[[ Records provided open ]]

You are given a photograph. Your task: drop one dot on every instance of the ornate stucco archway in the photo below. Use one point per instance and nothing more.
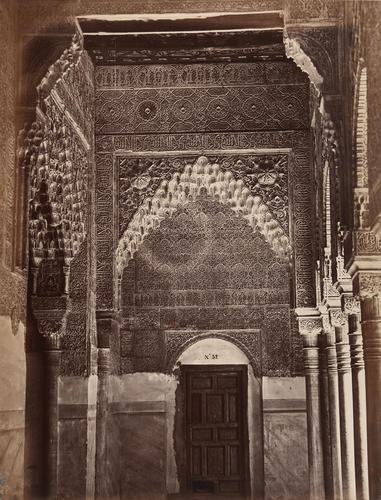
(202, 178)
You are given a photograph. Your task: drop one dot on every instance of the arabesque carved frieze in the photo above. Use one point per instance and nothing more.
(264, 175)
(196, 75)
(58, 176)
(263, 107)
(204, 178)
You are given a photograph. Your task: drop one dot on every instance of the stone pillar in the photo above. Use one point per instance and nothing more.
(359, 408)
(346, 414)
(371, 328)
(333, 389)
(52, 353)
(51, 324)
(310, 325)
(315, 449)
(101, 428)
(324, 392)
(107, 327)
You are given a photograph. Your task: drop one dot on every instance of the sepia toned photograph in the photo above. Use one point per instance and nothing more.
(190, 249)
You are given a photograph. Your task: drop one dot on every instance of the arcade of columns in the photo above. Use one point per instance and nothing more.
(341, 335)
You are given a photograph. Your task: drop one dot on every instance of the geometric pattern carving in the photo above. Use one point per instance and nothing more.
(196, 75)
(58, 191)
(192, 109)
(321, 45)
(249, 341)
(264, 175)
(201, 179)
(204, 269)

[[ Records provided closed ]]

Task instructions: A verbatim transcription of the records, pictures excluded, is the required output.

Output for this exercise:
You are given a photograph. Your task: drop one dot on every instance of the ornate stucco archway in the photo below. Use one point per instance and nothing more.
(202, 178)
You are given a photograph. Your task: drop one dot on every instance of the arabesque carved frieze in the photo above. Use one point per instance and nothing more.
(264, 175)
(196, 75)
(58, 176)
(263, 107)
(204, 178)
You are given a photograph. Your task: drop one dot on every instance of the stone pillar in the photo above. Use one point per instance and nothing more.
(359, 408)
(346, 414)
(371, 328)
(333, 389)
(52, 353)
(51, 324)
(310, 325)
(315, 449)
(101, 428)
(324, 392)
(107, 327)
You are given a photograph. Your task: drop one dot on every instance of the sepia toned photograph in the photo above. Use one point per instance and nothing more.
(190, 249)
You are given a photograph. Your task: drop one dot on every instance of the arcade of columns in the photo above. Use one point per instance and nothing more.
(341, 335)
You are given a photograph. Your task: drop one dot on every instance of the geometric pattern carving in the photo above. Use one point per instance and nothing more.
(196, 75)
(58, 191)
(192, 109)
(321, 45)
(249, 341)
(264, 175)
(201, 179)
(204, 269)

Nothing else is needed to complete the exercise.